INPUT ROWS
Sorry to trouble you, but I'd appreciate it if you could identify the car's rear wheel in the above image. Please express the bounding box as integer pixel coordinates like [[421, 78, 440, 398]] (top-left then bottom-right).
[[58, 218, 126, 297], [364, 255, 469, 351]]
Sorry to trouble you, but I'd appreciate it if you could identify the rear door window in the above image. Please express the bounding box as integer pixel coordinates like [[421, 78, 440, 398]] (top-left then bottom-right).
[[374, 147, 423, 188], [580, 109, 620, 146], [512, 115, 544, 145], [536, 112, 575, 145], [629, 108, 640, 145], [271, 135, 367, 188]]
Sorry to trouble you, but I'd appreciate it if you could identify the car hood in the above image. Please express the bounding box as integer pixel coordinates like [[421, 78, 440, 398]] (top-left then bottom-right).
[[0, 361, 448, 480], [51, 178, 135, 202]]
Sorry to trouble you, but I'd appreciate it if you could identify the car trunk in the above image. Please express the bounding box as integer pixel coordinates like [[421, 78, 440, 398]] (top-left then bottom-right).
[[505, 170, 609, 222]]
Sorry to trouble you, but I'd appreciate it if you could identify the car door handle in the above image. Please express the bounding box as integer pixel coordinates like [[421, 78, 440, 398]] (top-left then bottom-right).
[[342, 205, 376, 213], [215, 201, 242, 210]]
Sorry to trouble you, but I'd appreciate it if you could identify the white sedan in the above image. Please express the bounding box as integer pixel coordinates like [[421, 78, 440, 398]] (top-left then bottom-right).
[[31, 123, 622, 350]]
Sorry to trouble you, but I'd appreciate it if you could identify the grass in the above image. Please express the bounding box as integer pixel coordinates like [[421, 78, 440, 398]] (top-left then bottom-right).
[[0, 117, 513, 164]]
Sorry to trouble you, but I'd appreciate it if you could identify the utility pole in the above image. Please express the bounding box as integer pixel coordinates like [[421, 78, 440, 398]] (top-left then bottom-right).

STATED TASK
Copy word for word the lines of the entries that begin at the line containing "identify the rear" and continue through the end of the entries.

SOLUTION TO THIS EXERCISE
Sorry to trouble you, but I'd appreciate it if you could identify the rear door window in the above image. Please express the bounding box as integer pixel coordinates like [[421, 78, 440, 398]] (top-left then bottom-right).
[[374, 147, 423, 188], [580, 109, 620, 146], [512, 115, 544, 145], [536, 112, 575, 145], [629, 108, 640, 145], [271, 135, 367, 188]]
Sorry to trouble you, but I'd appreciate it if you could identify the car hood in the above image. Please express the bounding box as integer pixel coordinates like [[421, 78, 440, 398]] (top-left then bottom-right).
[[0, 361, 448, 480], [51, 178, 135, 202]]
Sorry to trouble you, but I'd appreciate it if you could identify the car trunk in the above image. Please express the bounding box as integer pixel coordinates like [[421, 78, 440, 398]] (top-left then bottom-right).
[[505, 170, 609, 222]]
Sorry to trouble you, but I'd appreciate it if you could identify the car door handle in the above image. Please express the bounding box as integer pixel coordinates like [[421, 78, 440, 398]] (top-left then bottom-right).
[[342, 205, 376, 213], [215, 201, 242, 210]]
Sorry to trouble you, but I'd appreciate it if you could identify the white sedan in the above image. Please express the bounding box as integer pixel coordinates like [[421, 78, 440, 398]] (top-left then bottom-right).
[[31, 123, 622, 350]]
Sorry to trouble you, but I'd appreciate it if you could identify the grass in the above image. Please express the bounding box as integer pixel coordinates like [[421, 78, 440, 398]] (top-left then bottom-right).
[[0, 117, 513, 164]]
Sorry to trouble you, but I'd appreciate it if you could identify the utility pole in the above image. Please express the bounding box as integer pixel coordinates like [[421, 78, 440, 398]] (top-left then bottom-right).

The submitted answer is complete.